Repeat the items below verbatim, starting at the line that contains "det: crown molding" and ending at the last line of the items, with both included.

[Begin GIVEN DATA]

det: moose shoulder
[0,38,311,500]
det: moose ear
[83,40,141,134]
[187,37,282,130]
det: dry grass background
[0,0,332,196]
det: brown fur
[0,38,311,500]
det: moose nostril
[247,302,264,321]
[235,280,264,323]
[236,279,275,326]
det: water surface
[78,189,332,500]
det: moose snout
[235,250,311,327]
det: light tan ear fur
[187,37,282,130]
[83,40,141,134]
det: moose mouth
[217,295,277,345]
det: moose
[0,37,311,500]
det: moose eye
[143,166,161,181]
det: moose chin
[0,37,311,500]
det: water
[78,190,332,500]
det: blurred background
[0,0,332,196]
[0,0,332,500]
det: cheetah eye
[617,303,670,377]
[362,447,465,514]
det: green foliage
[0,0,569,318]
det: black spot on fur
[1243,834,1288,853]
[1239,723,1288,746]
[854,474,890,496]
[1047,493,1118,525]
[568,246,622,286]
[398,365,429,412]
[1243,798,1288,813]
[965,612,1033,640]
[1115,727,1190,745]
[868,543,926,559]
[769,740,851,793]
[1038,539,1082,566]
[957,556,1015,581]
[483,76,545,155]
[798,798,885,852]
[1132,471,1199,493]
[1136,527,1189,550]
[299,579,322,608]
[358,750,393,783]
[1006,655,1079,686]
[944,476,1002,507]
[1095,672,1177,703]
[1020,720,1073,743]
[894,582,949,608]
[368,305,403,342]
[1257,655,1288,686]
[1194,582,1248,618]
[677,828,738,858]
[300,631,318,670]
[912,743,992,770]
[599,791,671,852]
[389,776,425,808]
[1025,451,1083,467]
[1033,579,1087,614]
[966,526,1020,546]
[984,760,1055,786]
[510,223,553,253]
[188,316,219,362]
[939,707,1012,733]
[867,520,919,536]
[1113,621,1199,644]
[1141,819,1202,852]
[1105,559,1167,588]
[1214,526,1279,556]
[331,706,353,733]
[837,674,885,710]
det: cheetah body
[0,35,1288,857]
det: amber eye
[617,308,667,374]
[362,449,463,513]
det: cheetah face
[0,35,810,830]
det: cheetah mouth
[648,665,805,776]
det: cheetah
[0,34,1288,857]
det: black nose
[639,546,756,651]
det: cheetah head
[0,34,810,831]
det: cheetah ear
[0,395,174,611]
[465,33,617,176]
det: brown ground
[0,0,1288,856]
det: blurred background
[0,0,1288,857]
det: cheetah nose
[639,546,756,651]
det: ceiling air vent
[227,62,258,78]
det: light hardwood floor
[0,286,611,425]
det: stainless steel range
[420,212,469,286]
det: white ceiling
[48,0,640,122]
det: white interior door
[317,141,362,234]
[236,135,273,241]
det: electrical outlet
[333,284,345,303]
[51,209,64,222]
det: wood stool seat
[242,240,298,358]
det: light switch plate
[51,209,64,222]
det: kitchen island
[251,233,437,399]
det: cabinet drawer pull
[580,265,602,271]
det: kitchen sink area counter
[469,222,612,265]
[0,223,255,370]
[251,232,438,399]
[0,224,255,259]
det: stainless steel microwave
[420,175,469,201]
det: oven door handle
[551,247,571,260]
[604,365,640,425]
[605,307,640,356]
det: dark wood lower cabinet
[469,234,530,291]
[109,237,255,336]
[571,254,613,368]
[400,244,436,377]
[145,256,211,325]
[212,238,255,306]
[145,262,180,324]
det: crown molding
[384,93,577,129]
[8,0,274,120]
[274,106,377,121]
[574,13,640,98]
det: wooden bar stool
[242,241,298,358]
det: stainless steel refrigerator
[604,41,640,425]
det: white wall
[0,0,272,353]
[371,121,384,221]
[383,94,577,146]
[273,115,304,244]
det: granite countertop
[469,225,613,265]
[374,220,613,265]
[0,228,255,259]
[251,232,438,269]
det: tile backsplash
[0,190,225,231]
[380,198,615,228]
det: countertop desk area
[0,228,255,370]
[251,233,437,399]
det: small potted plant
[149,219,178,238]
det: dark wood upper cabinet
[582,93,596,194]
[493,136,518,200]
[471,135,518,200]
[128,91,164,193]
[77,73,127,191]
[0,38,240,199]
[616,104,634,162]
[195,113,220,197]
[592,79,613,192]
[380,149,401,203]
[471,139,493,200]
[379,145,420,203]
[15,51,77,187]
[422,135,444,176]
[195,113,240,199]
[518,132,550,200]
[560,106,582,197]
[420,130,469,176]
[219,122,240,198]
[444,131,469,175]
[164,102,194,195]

[End GIVEN DATA]

• [SOLUTION]
det: crown molding
[384,93,577,129]
[8,0,274,120]
[274,106,377,121]
[574,13,640,98]
det: wooden bar stool
[242,241,298,358]
det: stainless steel refrigerator
[604,41,640,425]
det: white wall
[0,0,272,353]
[371,121,384,221]
[383,94,577,146]
[273,115,304,244]
det: granite countertop
[469,225,613,265]
[374,220,613,265]
[0,228,255,259]
[251,232,438,269]
det: tile backsplash
[0,190,225,231]
[380,198,615,228]
det: countertop desk area
[0,228,255,370]
[251,233,437,399]
det: small potted plant
[149,219,178,238]
det: dark wood upper cabinet
[582,93,596,194]
[493,136,518,200]
[471,135,518,200]
[128,91,164,193]
[77,73,127,191]
[0,38,240,199]
[616,104,634,162]
[195,113,220,197]
[592,79,613,192]
[380,149,401,203]
[471,139,493,200]
[379,145,420,203]
[15,51,77,187]
[422,135,444,176]
[195,113,240,199]
[518,132,550,200]
[560,106,582,197]
[420,130,469,176]
[219,122,240,198]
[444,131,469,175]
[164,102,194,195]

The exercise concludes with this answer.